### TASK BRIEF
Where the word "covered" occurs in a line of the listing below, copy that line.

________________________________________

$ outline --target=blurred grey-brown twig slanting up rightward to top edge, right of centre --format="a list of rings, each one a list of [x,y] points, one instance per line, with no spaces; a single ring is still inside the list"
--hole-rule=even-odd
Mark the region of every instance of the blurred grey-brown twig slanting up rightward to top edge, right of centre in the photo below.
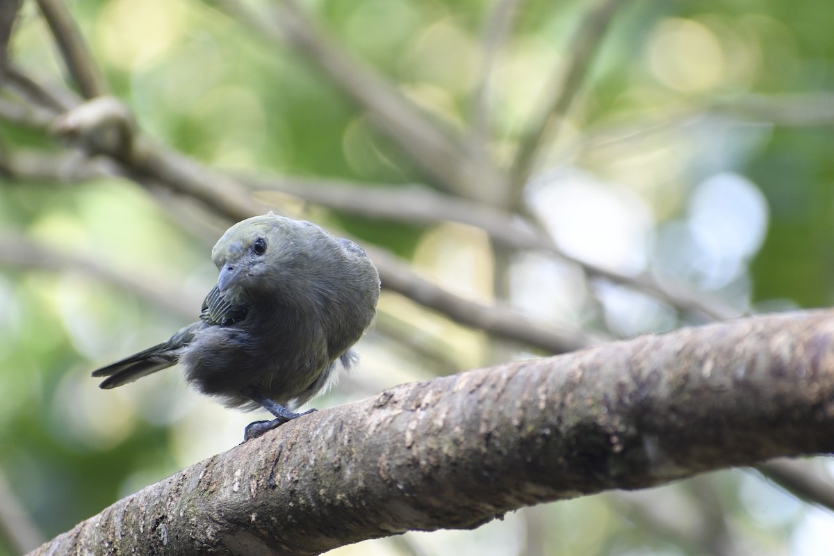
[[[558,93],[550,99],[544,112],[535,118],[534,125],[520,140],[515,163],[510,170],[513,206],[519,206],[527,180],[535,164],[536,155],[544,144],[553,139],[555,129],[567,115],[585,76],[590,73],[605,30],[623,0],[602,0],[590,8],[570,42],[572,57],[564,70],[559,68],[553,87]]]

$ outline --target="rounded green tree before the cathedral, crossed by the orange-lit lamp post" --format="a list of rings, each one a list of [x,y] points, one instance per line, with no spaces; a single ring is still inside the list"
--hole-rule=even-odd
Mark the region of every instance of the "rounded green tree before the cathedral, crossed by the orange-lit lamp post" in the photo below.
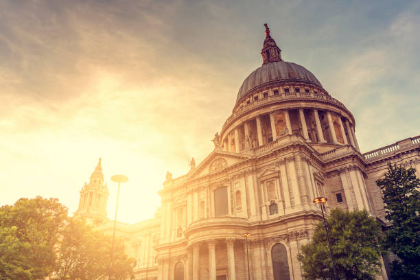
[[[327,224],[338,279],[375,279],[381,266],[382,236],[376,220],[366,210],[333,209]],[[312,240],[302,246],[298,259],[305,279],[334,279],[323,222],[316,226]]]

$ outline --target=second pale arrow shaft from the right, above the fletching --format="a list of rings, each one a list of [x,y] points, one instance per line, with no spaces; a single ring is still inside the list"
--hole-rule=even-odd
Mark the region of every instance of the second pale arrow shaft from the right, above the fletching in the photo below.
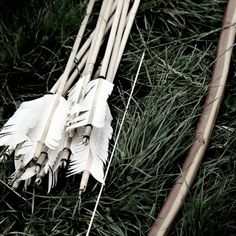
[[[117,54],[119,52],[121,38],[122,38],[124,28],[126,25],[126,19],[127,19],[127,14],[128,14],[128,10],[129,10],[129,5],[130,5],[130,0],[125,0],[124,5],[123,5],[123,9],[122,9],[122,13],[121,13],[121,17],[120,17],[119,27],[118,27],[117,34],[116,34],[110,63],[109,63],[109,67],[108,67],[108,71],[107,71],[107,76],[106,76],[106,79],[109,81],[112,81],[112,78],[113,78],[114,67],[115,67],[115,63],[116,63]]]

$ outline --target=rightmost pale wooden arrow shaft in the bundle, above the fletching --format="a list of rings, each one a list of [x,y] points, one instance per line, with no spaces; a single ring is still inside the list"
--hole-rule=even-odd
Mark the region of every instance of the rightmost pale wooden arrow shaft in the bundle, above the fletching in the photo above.
[[[112,73],[113,77],[112,77],[111,81],[113,81],[115,79],[115,75],[116,75],[116,72],[117,72],[118,67],[120,65],[121,57],[124,53],[125,46],[127,44],[127,41],[128,41],[129,35],[130,35],[130,31],[131,31],[131,28],[133,26],[133,22],[134,22],[139,4],[140,4],[140,0],[135,0],[134,3],[133,3],[132,8],[130,10],[128,22],[127,22],[127,25],[125,27],[125,31],[124,31],[124,34],[123,34],[123,37],[122,37],[122,41],[121,41],[119,52],[118,52],[118,55],[117,55],[114,71]]]

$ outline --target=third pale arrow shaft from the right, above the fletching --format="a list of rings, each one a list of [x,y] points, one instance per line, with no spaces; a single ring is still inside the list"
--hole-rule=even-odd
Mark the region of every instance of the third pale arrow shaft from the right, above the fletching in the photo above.
[[[100,76],[103,76],[103,77],[106,76],[107,67],[108,67],[108,64],[110,61],[111,52],[112,52],[116,32],[117,32],[118,25],[119,25],[119,20],[120,20],[120,16],[121,16],[121,12],[122,12],[123,3],[124,3],[124,0],[120,0],[118,2],[116,12],[114,15],[114,21],[112,23],[111,32],[110,32],[109,39],[107,42],[107,47],[106,47],[106,51],[105,51],[105,55],[104,55],[104,59],[103,59],[101,71],[100,71]]]

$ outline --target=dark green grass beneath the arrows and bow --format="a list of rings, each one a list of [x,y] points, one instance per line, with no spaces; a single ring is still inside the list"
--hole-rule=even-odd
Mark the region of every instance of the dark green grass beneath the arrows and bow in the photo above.
[[[1,123],[41,96],[65,66],[86,1],[1,1]],[[146,235],[191,144],[210,81],[223,0],[143,0],[110,104],[115,134],[137,64],[146,56],[91,235]],[[201,169],[171,235],[236,234],[236,60]],[[7,182],[12,160],[0,165]],[[99,184],[78,199],[79,177],[27,201],[1,186],[3,235],[84,235]]]

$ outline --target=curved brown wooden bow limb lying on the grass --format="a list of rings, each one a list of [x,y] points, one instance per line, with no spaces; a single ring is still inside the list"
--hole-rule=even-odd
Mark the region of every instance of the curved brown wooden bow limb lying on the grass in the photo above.
[[[229,71],[236,33],[236,1],[229,0],[220,34],[212,81],[196,130],[196,138],[186,157],[181,174],[172,187],[149,236],[167,235],[197,174],[212,134]]]

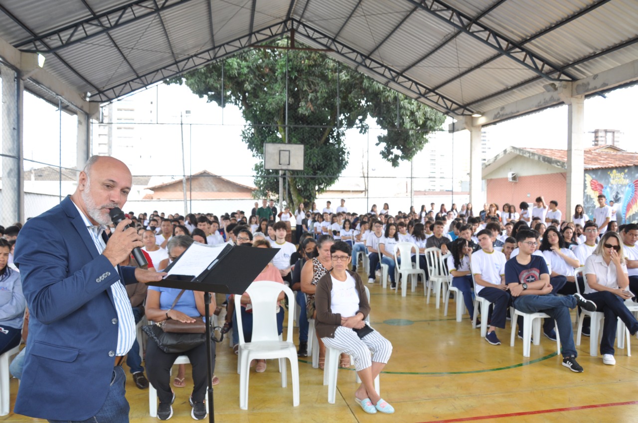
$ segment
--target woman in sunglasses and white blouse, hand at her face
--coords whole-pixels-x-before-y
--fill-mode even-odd
[[[585,261],[586,285],[584,298],[596,303],[597,311],[605,313],[600,340],[600,354],[604,364],[614,365],[616,320],[619,317],[629,332],[638,333],[638,320],[625,306],[625,300],[634,297],[629,291],[627,262],[623,243],[618,233],[606,232],[593,254]]]

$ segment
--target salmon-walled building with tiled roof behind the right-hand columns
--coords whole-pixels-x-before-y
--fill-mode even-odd
[[[638,154],[625,152],[618,147],[603,145],[584,150],[585,173],[594,169],[609,169],[614,173],[627,175],[624,185],[612,188],[614,194],[608,195],[608,198],[615,198],[618,204],[622,204],[627,183],[638,179],[637,166]],[[551,200],[558,201],[558,209],[563,212],[563,216],[570,215],[573,210],[565,210],[566,169],[567,150],[508,147],[483,165],[482,178],[486,181],[487,203],[496,203],[500,208],[505,203],[514,204],[518,211],[522,201],[533,203],[537,196],[542,195],[547,203]],[[583,182],[584,178],[585,176]],[[591,215],[595,204],[590,198],[593,193],[590,194],[587,187],[584,188],[585,212]],[[475,204],[475,208],[480,210],[482,204]]]

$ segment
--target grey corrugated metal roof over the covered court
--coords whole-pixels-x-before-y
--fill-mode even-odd
[[[246,46],[251,27],[260,32],[254,43],[301,25],[299,39],[318,48],[355,50],[359,55],[330,56],[445,113],[493,110],[543,93],[550,80],[526,67],[530,62],[522,57],[545,63],[542,72],[564,68],[576,79],[638,60],[635,0],[85,2],[91,10],[82,0],[3,0],[0,38],[26,51],[38,46],[47,71],[78,92],[91,92],[92,101],[177,75],[190,57],[203,65],[213,46],[222,54]],[[98,22],[94,14],[104,16]],[[465,32],[454,25],[459,15],[468,25]],[[494,48],[494,39],[505,48],[516,43],[523,52],[508,57]],[[24,44],[29,40],[35,44]],[[447,99],[420,96],[432,89]]]

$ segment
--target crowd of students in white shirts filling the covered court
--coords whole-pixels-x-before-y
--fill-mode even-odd
[[[609,315],[605,322],[610,323],[603,328],[600,345],[605,364],[614,363],[612,345],[616,334],[616,317],[623,319],[632,333],[638,331],[638,323],[630,313],[625,313],[622,304],[628,298],[635,301],[632,292],[638,292],[638,247],[635,245],[638,241],[638,225],[618,226],[613,208],[607,205],[604,195],[598,196],[599,206],[591,219],[584,213],[581,204],[575,207],[574,213],[563,214],[558,210],[557,201],[545,203],[542,196],[536,198],[531,210],[524,201],[518,208],[514,204],[503,204],[501,210],[498,204],[486,203],[480,213],[476,213],[470,203],[461,204],[459,209],[452,204],[449,210],[445,204],[441,204],[438,210],[434,203],[429,208],[423,204],[419,212],[412,206],[409,212],[397,212],[396,215],[390,213],[388,203],[384,203],[380,210],[375,204],[369,212],[362,214],[350,212],[343,199],[336,210],[327,202],[321,212],[313,203],[307,207],[299,204],[294,213],[286,208],[284,212],[277,213],[272,201],[270,205],[267,203],[267,200],[263,200],[262,207],[255,203],[250,215],[241,210],[221,216],[212,213],[167,215],[154,211],[137,216],[130,213],[130,218],[144,243],[142,250],[152,259],[158,271],[170,262],[167,247],[175,236],[186,236],[212,245],[256,243],[262,248],[278,248],[271,268],[264,269],[264,272],[267,278],[281,279],[290,285],[296,292],[297,304],[306,308],[307,313],[302,313],[304,319],[299,322],[298,354],[302,357],[308,355],[308,319],[316,317],[313,306],[316,282],[330,270],[329,252],[336,240],[343,240],[352,248],[354,272],[357,269],[361,271],[357,261],[359,253],[367,255],[368,283],[375,283],[380,264],[387,265],[390,289],[396,289],[394,273],[398,264],[395,259],[397,243],[410,242],[415,245],[410,259],[419,262],[422,269],[426,269],[424,252],[427,248],[438,248],[441,255],[450,254],[446,264],[452,276],[452,285],[461,291],[470,317],[474,312],[473,296],[486,298],[493,303],[486,335],[486,340],[493,345],[500,344],[497,331],[505,327],[508,306],[512,305],[512,301],[514,306],[521,306],[521,310],[533,308],[528,304],[530,299],[521,301],[531,290],[535,291],[535,295],[543,296],[541,303],[549,301],[554,308],[560,308],[561,316],[568,308],[583,306],[585,299],[591,299],[597,305],[597,310],[605,313],[605,317]],[[563,216],[569,219],[561,220]],[[290,237],[293,221],[294,237],[291,243],[286,239],[290,240],[287,237]],[[0,227],[0,235],[8,240],[10,251],[7,268],[12,268],[11,253],[19,229],[19,224],[6,229]],[[398,257],[399,262],[401,258]],[[512,263],[509,266],[510,273],[516,278],[511,276],[512,280],[508,280],[506,263]],[[535,288],[519,288],[519,285],[526,283],[520,280],[516,270],[529,263],[533,263],[540,271],[537,272],[540,276],[528,284]],[[577,279],[575,269],[582,266],[585,266],[584,278]],[[607,269],[607,273],[603,273],[604,269]],[[273,276],[275,272],[279,278]],[[582,299],[571,297],[577,292],[577,285],[583,293]],[[515,286],[516,290],[512,290]],[[525,293],[526,289],[530,289],[530,292]],[[562,303],[546,299],[554,298],[555,294],[563,294],[569,299]],[[237,324],[232,301],[226,303],[225,332]],[[242,300],[242,315],[246,314],[246,305],[249,305],[249,298]],[[590,305],[588,307],[591,308]],[[282,317],[278,319],[279,326]],[[554,319],[555,316],[547,319],[543,331],[552,340],[556,338]],[[564,316],[561,319],[564,320]],[[558,326],[561,340],[563,326],[564,322]],[[582,329],[586,336],[590,332],[589,326],[586,319]],[[244,331],[249,331],[249,328],[249,324],[244,324]],[[519,333],[521,331],[519,324]],[[567,332],[565,329],[565,336],[568,336]],[[250,338],[249,333],[244,333],[244,336]],[[236,333],[233,338],[236,344]],[[325,349],[321,341],[320,347],[323,360]],[[575,362],[575,353],[569,343],[564,343],[563,348],[563,364],[574,371],[582,371]],[[323,362],[321,364],[323,366]],[[348,357],[342,357],[341,366],[349,365]],[[258,362],[256,369],[265,370],[265,362]],[[155,376],[149,377],[151,382],[156,382]],[[174,386],[181,387],[179,382],[183,380],[184,371],[181,368]],[[140,380],[138,387],[143,389],[147,386],[147,382],[146,385],[144,382]],[[218,379],[213,383],[218,383]],[[163,386],[165,397],[168,396],[167,389]]]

________________________________________

### SOLUTION FOR THIS EXERCISE
--target grey corrugated metal roof over the covered court
--target crowd of students in white shirts filling the covered court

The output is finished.